### Requirements
Copy out the items starting at the beginning and ending at the line that contains "(441, 1241)", switching every "mark" to "place" and keeping all else unchanged. Leave the pictures out.

Pointing dataset excerpts:

— begin —

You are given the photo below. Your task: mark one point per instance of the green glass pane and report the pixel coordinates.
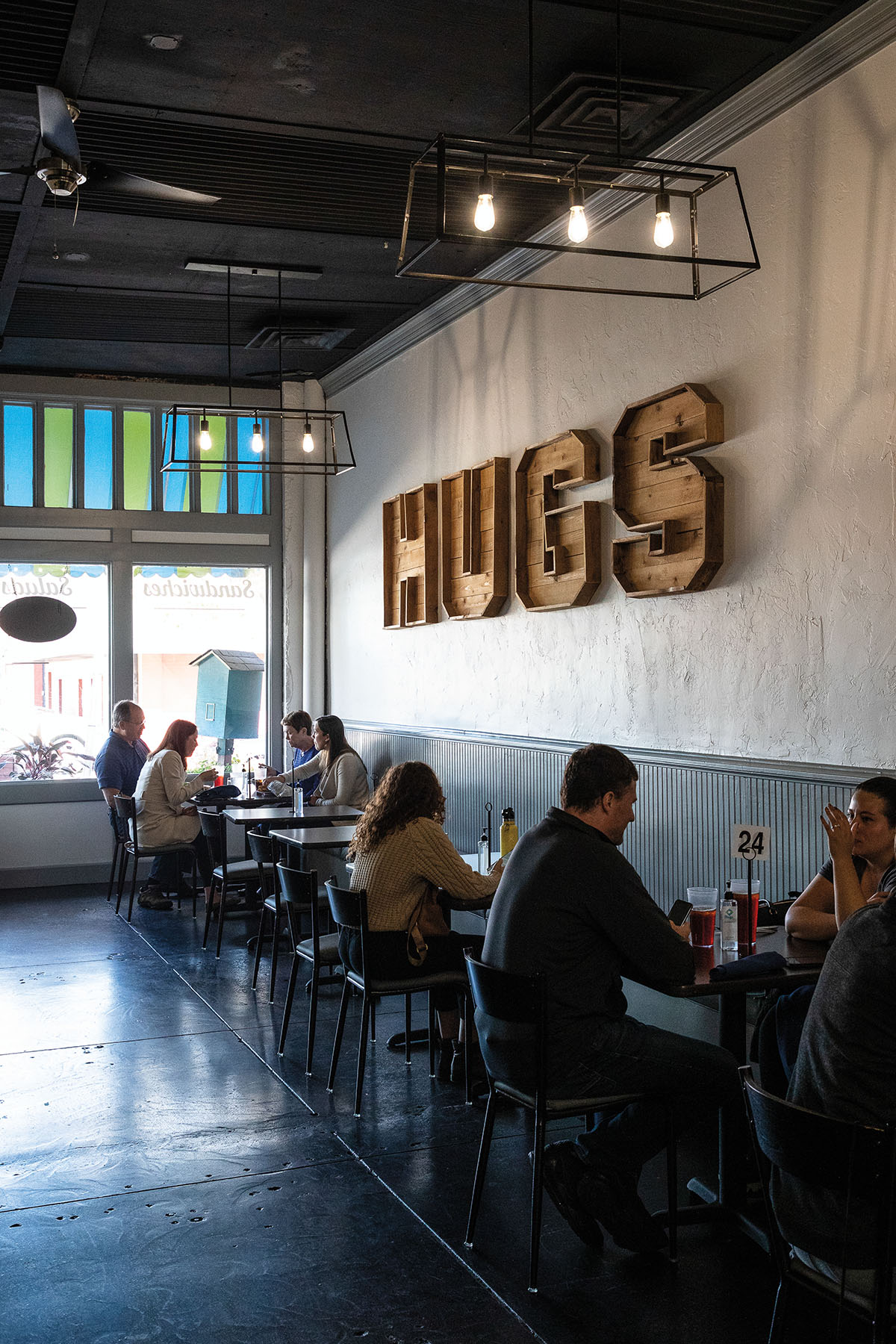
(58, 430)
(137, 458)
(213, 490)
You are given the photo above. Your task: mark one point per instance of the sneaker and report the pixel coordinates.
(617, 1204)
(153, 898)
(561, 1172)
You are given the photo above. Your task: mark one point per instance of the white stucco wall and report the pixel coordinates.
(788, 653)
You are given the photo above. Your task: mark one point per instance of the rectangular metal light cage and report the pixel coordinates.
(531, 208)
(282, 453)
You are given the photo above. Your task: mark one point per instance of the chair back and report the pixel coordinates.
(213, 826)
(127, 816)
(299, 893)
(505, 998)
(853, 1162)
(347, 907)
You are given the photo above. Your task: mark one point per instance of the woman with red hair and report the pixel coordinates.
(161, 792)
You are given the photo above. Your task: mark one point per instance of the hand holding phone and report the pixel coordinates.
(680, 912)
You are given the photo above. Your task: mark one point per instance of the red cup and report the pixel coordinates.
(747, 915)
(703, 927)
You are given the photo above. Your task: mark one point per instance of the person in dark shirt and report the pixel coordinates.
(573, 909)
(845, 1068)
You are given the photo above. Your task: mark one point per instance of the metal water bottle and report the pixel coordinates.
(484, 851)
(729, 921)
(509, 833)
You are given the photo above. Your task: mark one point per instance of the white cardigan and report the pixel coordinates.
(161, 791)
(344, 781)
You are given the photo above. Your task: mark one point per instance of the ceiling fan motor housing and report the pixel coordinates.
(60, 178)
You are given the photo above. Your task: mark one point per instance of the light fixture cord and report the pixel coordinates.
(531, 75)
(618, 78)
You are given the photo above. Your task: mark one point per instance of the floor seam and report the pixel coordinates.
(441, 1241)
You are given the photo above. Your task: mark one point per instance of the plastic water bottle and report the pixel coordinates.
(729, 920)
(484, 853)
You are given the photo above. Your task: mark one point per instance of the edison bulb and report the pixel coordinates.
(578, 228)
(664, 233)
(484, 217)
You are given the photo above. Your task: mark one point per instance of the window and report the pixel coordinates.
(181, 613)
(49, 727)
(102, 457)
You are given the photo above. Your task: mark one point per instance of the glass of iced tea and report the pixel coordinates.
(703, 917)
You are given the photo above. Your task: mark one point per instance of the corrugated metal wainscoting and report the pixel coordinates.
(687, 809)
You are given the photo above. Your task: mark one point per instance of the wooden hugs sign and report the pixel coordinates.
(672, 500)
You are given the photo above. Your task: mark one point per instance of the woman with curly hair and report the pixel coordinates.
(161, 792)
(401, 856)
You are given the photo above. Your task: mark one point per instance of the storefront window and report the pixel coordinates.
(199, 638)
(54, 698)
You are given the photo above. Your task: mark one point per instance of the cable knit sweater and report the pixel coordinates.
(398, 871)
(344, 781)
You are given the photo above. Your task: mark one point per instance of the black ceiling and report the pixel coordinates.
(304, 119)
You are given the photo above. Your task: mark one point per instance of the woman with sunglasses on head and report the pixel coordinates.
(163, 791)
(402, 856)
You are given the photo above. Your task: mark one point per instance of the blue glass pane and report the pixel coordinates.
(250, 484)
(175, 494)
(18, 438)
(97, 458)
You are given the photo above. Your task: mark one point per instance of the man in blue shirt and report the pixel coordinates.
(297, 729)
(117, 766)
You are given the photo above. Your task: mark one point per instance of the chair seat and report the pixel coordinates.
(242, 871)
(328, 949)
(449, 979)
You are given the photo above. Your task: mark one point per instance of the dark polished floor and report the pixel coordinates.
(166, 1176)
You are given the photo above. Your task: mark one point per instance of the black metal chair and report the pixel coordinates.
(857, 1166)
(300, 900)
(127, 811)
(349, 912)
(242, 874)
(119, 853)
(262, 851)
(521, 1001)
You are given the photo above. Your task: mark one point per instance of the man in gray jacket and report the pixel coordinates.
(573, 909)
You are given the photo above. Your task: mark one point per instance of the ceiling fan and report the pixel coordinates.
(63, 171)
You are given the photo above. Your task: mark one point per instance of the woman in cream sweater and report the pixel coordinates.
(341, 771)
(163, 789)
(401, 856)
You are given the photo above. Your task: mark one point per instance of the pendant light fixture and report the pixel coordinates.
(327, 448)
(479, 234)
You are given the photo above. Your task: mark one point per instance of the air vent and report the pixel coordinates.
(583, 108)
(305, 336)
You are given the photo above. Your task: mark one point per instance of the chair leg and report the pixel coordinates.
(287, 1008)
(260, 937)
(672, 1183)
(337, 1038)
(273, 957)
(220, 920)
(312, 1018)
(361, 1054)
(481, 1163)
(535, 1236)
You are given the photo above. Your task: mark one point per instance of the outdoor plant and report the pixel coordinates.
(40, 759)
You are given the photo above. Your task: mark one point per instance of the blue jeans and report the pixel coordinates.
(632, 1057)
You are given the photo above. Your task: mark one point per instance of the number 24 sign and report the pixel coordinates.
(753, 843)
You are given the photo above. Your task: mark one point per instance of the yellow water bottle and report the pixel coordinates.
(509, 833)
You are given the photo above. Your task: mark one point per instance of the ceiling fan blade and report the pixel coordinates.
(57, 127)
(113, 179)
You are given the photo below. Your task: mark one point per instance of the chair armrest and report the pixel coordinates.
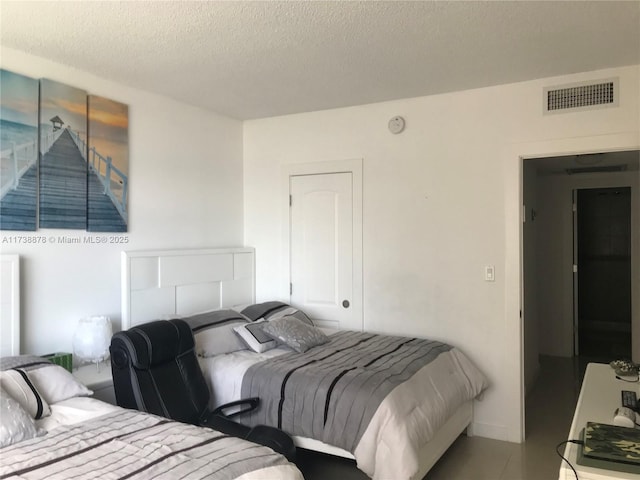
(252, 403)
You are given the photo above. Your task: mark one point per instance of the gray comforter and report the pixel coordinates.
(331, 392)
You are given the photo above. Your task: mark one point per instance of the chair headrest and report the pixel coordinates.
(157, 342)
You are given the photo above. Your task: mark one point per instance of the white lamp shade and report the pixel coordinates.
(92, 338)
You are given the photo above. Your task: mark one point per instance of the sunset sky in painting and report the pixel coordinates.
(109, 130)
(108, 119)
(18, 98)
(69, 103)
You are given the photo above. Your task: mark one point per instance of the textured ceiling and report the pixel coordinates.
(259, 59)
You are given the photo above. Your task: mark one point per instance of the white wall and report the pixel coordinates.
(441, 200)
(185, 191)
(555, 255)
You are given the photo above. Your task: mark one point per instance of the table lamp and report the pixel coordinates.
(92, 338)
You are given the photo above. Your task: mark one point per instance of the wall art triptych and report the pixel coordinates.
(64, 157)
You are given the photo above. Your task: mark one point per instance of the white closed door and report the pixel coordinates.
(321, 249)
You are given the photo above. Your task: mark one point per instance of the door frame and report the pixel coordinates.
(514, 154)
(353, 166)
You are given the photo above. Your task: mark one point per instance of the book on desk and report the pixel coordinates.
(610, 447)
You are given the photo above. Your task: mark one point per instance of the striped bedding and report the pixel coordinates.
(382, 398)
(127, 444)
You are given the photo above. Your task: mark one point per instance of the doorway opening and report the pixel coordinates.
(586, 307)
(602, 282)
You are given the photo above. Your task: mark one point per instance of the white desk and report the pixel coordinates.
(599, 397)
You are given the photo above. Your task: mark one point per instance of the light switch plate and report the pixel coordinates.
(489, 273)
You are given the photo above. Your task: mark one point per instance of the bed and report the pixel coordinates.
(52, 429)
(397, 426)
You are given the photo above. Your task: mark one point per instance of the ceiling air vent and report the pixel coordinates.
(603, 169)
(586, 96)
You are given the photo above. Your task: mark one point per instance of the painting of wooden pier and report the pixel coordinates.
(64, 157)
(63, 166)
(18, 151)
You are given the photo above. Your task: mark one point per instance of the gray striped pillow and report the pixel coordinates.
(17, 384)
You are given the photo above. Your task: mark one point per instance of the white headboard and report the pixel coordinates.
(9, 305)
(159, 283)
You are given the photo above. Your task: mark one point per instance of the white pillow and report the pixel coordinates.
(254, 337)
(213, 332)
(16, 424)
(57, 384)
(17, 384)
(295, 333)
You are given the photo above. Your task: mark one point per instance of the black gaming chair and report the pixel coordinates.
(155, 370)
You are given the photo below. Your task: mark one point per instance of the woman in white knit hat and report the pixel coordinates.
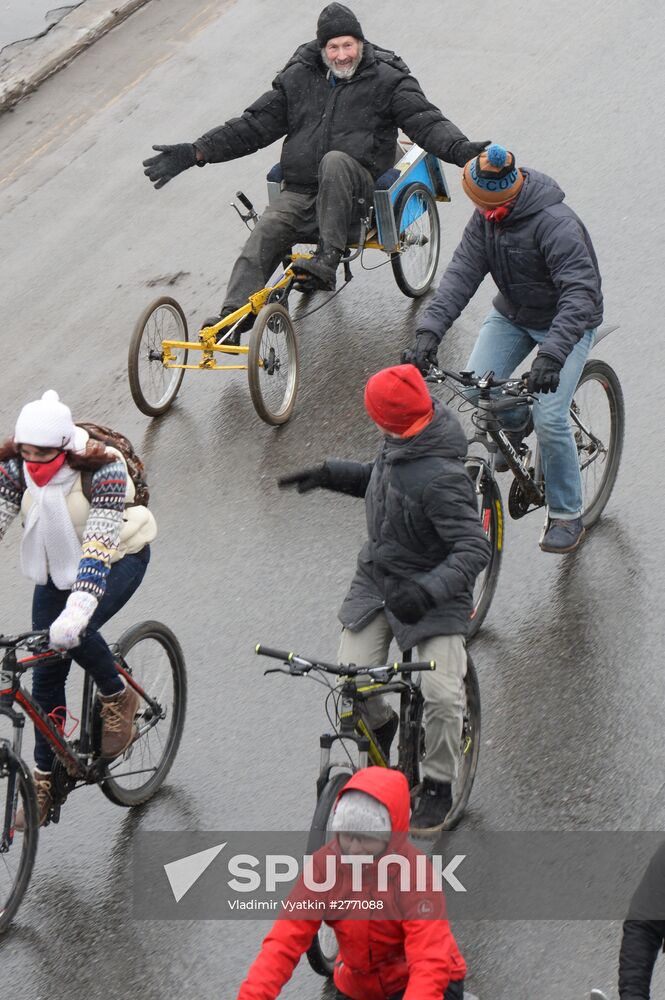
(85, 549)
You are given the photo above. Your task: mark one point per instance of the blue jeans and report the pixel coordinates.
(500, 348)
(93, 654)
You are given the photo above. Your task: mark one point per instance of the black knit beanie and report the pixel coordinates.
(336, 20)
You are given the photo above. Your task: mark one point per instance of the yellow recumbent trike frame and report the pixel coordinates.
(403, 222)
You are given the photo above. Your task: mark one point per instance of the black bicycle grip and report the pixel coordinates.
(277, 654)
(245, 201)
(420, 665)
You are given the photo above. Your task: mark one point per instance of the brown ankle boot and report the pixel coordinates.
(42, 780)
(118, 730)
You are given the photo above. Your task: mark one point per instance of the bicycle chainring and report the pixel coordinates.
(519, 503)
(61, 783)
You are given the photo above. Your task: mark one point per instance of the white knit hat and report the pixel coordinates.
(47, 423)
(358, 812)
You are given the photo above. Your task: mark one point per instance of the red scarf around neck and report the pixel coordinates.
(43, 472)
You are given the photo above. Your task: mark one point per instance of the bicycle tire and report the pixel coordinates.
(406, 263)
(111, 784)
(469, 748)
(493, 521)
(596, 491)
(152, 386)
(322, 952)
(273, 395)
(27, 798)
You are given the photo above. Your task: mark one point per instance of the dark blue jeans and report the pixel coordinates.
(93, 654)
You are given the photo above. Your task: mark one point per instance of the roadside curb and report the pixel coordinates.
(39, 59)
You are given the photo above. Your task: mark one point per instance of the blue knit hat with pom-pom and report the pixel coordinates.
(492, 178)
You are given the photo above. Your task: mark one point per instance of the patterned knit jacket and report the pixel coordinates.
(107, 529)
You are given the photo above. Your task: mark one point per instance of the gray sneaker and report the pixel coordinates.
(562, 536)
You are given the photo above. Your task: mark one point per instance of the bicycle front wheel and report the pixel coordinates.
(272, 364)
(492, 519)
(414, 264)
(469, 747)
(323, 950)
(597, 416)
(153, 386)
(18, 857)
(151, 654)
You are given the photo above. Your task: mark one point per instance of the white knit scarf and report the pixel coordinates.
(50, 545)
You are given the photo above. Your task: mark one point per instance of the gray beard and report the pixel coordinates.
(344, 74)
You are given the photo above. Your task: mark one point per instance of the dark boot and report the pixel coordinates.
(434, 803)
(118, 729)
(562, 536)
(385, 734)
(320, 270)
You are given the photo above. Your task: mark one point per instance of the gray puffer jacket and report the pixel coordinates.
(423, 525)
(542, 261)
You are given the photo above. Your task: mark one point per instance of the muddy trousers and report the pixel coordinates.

— end —

### Response
You are given the photo below. Your task: place one point per instance of the green glass pane and report the pixel coordinates.
(58, 430)
(137, 458)
(213, 490)
You are given the photo above. Your task: place one point per instance of the sneaker and report the pixel coordinates.
(617, 1204)
(153, 898)
(561, 1172)
You are given the photo above. Your task: place one point per instance of the white stucco wall and report the pixel coordinates.
(788, 653)
You are given the photo above. Your task: place one point per instance of the rectangular metal light cage and report the pixel coordinates.
(531, 208)
(282, 453)
You are given the photo above. Your task: place one point per instance of the chair back and report the pixel coordinates.
(213, 826)
(127, 816)
(299, 893)
(505, 998)
(853, 1162)
(347, 907)
You are given the photo above. Your task: place one point per instance of the woman with red hair and report the pixel coordinates.
(161, 792)
You are given the photo above. Your task: place one point per instance of the hand holding phone and report the pixel coordinates.
(680, 912)
You are given the photo above. Your task: place one point per instance of the red cup and report the pixel coordinates.
(747, 915)
(703, 927)
You are given the photo above. Your task: place one point per instance of the person in dark shirt and report the pixel coordinates.
(573, 909)
(845, 1068)
You are given the photo above. Your task: place one point per instance of the metal water bottle and report the pixel coordinates.
(484, 851)
(729, 921)
(509, 833)
You are given the photo above. Your task: place one point per instance of the white cardigan and report the pixel coordinates.
(161, 791)
(344, 781)
You are given the photo above. Your task: place one point per instance of the ceiling fan motor housing and report the pixel coordinates.
(60, 178)
You are given the photo above. Your task: place one point per instance of the light fixture cord and report the pixel coordinates.
(531, 75)
(618, 78)
You are given the photo above. Your task: place one point per instance of the floor seam and report the pixel coordinates.
(441, 1241)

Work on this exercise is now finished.